-- begin Information supplied --
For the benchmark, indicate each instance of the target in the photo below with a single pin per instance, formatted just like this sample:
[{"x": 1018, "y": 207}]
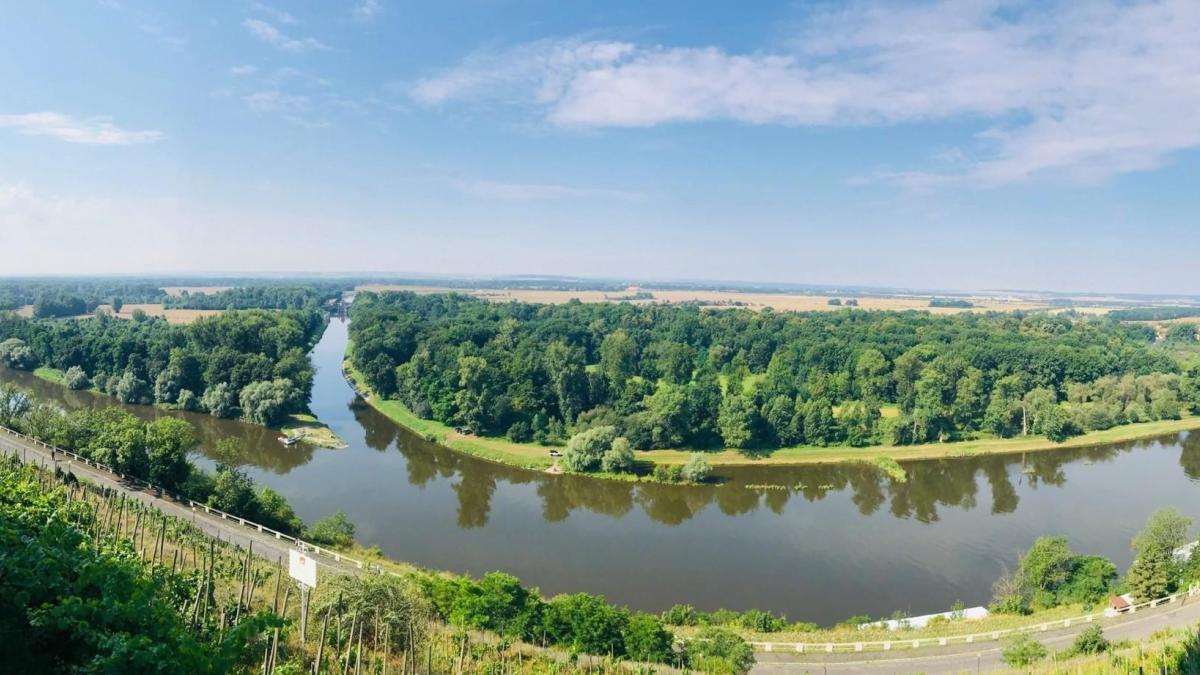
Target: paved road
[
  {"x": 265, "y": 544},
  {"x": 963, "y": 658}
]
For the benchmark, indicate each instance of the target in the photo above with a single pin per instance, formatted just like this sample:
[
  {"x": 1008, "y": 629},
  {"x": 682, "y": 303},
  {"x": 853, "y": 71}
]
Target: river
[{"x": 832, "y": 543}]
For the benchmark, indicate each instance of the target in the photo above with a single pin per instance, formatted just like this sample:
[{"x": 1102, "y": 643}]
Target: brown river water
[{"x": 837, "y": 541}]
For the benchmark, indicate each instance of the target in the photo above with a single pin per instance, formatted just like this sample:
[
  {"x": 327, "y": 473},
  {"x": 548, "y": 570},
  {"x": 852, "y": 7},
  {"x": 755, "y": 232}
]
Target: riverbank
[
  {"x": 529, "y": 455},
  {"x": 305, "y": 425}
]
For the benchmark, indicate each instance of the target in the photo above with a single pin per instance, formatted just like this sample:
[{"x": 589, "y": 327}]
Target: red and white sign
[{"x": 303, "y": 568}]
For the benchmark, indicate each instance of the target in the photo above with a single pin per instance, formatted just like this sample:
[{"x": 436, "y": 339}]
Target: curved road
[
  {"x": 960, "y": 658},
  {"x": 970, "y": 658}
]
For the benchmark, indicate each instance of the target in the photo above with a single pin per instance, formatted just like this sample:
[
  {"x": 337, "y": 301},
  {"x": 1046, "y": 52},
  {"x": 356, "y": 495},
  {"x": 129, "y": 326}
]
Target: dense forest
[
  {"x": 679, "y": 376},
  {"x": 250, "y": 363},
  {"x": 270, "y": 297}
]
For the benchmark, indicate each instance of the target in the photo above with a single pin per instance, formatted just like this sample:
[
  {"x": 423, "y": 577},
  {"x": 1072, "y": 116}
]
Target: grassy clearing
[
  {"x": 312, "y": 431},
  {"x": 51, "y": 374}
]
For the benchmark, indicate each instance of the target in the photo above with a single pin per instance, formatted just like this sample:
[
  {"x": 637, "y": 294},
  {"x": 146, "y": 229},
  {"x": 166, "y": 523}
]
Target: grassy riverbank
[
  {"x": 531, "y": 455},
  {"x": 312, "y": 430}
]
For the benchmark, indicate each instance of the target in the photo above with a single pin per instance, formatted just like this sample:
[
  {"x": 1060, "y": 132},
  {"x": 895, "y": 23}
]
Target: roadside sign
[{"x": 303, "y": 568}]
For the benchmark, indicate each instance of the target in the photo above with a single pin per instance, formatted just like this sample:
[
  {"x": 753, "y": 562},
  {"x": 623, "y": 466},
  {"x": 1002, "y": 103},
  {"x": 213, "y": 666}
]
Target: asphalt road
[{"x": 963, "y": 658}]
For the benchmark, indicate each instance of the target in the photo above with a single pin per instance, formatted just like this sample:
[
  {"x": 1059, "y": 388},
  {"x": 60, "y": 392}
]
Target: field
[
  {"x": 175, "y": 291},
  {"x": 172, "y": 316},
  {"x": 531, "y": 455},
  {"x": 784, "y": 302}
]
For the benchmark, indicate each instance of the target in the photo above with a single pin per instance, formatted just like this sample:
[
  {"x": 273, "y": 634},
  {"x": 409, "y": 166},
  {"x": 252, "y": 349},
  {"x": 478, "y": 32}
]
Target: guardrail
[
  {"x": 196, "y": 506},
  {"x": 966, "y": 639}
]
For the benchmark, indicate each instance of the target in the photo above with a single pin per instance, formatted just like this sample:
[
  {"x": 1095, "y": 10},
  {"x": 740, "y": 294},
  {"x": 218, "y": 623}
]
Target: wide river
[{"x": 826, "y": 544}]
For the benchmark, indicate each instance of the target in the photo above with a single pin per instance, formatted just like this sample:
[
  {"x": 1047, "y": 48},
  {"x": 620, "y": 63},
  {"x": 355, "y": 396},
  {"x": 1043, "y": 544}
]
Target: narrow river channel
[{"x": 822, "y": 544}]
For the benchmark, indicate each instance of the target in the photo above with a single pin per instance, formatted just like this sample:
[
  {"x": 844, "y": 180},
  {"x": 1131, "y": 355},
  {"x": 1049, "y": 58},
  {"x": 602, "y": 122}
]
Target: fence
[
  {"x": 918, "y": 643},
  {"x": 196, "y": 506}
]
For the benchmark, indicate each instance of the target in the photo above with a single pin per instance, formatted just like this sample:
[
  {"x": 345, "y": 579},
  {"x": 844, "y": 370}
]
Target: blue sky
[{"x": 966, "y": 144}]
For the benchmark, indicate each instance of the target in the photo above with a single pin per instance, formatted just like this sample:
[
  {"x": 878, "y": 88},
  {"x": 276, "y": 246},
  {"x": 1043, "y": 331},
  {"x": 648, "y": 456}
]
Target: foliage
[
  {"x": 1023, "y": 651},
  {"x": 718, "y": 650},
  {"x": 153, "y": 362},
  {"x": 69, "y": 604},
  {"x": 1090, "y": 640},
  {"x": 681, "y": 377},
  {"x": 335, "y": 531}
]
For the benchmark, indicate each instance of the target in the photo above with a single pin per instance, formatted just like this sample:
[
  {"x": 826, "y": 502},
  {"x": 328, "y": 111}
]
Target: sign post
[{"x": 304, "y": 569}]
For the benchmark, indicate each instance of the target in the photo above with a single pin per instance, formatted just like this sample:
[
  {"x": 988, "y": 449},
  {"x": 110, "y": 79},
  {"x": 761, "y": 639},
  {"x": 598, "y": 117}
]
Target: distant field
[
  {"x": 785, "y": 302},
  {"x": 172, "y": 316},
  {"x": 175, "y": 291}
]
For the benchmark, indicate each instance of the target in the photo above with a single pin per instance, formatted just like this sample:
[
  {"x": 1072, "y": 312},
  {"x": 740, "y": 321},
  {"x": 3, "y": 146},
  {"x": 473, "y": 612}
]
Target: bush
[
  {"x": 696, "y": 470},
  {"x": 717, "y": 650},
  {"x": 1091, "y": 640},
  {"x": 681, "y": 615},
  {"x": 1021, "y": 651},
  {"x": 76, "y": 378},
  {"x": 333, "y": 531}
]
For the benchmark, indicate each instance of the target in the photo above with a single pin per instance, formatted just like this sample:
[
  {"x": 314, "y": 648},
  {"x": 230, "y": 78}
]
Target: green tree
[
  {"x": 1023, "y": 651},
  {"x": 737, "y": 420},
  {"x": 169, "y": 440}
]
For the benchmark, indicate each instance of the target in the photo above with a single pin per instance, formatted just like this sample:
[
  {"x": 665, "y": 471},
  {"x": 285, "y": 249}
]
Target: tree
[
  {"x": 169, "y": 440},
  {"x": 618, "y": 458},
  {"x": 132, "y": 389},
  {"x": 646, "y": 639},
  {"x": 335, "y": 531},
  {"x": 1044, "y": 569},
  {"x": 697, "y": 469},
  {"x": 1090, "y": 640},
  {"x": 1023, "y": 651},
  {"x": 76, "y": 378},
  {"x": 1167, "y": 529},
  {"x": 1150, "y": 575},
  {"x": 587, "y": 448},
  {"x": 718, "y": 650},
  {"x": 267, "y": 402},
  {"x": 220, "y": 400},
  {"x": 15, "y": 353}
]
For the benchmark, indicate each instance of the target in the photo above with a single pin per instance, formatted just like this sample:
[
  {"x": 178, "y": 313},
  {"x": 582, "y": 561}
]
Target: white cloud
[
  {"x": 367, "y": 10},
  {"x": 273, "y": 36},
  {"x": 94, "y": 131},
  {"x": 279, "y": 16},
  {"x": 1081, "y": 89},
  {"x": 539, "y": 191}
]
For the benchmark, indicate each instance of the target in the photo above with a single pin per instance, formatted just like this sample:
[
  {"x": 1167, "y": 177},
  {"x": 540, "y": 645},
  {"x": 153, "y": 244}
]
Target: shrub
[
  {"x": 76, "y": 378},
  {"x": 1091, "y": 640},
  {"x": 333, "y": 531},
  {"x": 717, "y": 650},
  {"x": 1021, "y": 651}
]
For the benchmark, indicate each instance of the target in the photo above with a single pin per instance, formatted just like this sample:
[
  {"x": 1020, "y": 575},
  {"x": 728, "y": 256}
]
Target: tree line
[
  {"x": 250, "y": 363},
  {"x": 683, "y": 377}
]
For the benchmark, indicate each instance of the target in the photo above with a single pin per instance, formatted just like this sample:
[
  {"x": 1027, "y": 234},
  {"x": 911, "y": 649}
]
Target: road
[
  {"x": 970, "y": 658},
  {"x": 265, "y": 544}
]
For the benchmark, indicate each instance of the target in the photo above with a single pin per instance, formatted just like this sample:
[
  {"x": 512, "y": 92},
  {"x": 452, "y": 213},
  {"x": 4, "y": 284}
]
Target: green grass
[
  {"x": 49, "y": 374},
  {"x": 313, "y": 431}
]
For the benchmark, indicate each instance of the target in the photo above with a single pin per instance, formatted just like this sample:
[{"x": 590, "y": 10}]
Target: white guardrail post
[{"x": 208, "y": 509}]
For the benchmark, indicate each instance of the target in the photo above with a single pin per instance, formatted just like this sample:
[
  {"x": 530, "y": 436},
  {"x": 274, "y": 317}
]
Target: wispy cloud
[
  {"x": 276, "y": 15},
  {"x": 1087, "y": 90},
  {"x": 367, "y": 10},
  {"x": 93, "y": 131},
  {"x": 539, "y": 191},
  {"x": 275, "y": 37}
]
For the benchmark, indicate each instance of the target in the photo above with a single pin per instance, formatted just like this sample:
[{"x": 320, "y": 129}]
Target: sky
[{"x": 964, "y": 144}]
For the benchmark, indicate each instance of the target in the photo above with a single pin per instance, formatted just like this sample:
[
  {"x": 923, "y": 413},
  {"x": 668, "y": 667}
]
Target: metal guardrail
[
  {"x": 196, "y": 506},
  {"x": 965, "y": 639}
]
-- end Information supplied --
-- begin Information supplied --
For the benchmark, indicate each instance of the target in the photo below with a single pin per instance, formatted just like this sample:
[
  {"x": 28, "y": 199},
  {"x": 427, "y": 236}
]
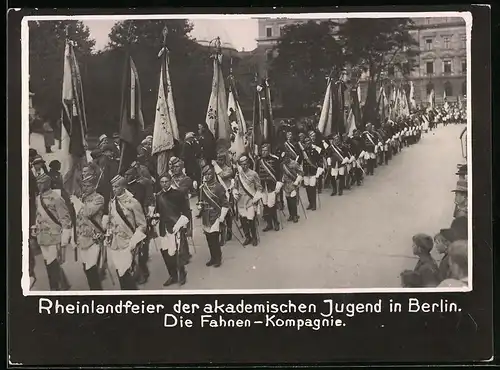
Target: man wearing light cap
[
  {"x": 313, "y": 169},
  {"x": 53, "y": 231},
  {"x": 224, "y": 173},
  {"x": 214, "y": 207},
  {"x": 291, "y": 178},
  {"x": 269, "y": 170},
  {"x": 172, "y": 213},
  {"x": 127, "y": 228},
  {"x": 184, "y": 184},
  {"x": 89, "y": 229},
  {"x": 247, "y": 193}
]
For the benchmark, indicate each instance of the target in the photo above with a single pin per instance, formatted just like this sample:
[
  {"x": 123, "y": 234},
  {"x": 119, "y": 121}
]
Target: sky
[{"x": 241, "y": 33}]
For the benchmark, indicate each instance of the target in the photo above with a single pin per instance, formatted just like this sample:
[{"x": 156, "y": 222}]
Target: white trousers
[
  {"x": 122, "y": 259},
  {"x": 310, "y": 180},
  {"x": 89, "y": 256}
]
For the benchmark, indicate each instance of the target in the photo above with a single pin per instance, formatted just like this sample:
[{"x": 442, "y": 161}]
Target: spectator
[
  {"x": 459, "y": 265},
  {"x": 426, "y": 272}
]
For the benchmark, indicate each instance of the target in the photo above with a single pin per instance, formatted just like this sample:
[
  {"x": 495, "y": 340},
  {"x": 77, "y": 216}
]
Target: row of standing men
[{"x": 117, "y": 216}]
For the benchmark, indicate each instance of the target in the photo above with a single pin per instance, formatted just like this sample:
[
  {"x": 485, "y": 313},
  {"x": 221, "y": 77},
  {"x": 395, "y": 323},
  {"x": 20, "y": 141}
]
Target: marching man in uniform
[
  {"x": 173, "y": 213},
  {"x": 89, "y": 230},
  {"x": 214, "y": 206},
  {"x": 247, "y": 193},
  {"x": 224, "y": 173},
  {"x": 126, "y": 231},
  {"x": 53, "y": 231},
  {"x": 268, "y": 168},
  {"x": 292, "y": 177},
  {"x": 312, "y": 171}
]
-- end Information supplied --
-- begin Information supplied --
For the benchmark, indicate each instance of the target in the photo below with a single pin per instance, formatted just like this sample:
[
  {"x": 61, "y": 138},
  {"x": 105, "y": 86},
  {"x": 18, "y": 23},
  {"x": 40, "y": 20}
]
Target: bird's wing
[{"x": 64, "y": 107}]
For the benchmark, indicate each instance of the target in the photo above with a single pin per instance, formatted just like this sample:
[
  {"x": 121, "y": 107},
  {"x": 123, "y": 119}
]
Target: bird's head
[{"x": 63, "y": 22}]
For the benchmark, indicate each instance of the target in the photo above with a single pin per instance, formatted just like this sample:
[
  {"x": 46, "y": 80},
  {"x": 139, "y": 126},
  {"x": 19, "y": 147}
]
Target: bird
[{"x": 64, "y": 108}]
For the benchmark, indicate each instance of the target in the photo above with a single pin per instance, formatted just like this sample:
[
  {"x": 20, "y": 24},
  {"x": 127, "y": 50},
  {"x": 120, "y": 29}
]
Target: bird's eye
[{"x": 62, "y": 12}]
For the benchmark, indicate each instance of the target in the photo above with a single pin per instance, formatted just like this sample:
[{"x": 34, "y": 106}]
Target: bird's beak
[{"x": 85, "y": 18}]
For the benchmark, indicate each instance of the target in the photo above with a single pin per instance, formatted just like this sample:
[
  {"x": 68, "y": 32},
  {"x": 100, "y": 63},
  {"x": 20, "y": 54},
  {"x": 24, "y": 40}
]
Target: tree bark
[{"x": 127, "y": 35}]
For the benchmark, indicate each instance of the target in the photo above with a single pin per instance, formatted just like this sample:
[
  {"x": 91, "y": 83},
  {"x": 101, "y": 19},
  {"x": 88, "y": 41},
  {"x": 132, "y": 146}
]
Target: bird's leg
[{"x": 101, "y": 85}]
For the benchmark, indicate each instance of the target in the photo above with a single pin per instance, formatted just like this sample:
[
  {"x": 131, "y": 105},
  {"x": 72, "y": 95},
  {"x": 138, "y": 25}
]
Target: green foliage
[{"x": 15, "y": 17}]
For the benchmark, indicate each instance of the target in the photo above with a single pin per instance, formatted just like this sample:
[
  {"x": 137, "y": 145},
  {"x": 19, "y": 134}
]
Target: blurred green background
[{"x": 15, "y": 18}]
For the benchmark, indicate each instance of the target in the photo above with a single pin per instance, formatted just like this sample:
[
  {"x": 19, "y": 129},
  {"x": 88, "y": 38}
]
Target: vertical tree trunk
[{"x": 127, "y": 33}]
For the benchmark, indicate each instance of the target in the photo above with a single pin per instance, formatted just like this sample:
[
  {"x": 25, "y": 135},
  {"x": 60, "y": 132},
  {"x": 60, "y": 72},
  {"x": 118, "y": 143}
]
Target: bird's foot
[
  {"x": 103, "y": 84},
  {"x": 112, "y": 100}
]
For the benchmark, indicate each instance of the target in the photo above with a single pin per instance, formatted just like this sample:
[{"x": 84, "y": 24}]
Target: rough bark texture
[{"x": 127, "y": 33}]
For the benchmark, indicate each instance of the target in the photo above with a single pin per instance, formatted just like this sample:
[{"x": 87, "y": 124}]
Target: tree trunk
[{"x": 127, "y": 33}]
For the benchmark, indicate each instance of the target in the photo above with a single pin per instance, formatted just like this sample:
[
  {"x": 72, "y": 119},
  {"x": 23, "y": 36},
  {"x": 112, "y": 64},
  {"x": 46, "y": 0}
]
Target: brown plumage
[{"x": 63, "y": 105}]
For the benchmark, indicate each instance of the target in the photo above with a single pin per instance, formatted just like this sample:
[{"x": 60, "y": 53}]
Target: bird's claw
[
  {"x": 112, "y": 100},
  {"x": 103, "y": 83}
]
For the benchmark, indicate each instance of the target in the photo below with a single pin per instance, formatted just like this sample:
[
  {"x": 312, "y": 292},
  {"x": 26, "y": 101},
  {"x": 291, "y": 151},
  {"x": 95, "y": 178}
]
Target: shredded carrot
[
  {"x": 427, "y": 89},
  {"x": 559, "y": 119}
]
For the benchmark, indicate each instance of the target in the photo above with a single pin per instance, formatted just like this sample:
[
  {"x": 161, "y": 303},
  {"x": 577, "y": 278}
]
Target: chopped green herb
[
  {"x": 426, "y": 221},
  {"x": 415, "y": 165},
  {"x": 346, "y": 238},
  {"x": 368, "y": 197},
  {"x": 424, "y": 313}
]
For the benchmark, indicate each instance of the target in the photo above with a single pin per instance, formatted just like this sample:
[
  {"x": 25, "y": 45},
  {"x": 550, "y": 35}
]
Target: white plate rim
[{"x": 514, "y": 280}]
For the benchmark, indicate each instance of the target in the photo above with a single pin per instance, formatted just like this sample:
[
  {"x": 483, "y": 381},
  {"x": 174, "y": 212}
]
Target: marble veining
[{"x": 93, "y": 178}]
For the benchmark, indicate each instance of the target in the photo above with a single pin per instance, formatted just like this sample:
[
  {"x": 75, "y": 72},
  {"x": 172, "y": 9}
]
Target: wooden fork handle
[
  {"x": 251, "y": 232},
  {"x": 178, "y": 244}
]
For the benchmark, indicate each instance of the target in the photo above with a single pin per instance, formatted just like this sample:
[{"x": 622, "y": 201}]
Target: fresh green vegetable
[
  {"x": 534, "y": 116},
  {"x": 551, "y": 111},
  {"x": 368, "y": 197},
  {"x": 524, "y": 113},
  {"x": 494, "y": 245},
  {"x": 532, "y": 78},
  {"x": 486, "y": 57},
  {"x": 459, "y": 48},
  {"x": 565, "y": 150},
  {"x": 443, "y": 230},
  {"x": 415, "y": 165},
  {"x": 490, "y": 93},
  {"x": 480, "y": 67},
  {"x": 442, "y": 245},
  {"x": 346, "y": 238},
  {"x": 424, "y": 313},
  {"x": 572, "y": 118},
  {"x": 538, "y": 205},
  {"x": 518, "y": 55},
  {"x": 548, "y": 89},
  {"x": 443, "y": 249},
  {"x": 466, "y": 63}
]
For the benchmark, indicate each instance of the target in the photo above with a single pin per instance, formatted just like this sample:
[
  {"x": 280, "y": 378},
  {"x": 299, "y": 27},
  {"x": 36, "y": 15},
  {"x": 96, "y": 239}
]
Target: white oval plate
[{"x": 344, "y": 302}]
-- end Information supplied --
Job → Find every line in the listing above that contains the string "riverbank", matching case exactly, and copy each one.

Result →
Target: riverbank
Target: grassy riverbank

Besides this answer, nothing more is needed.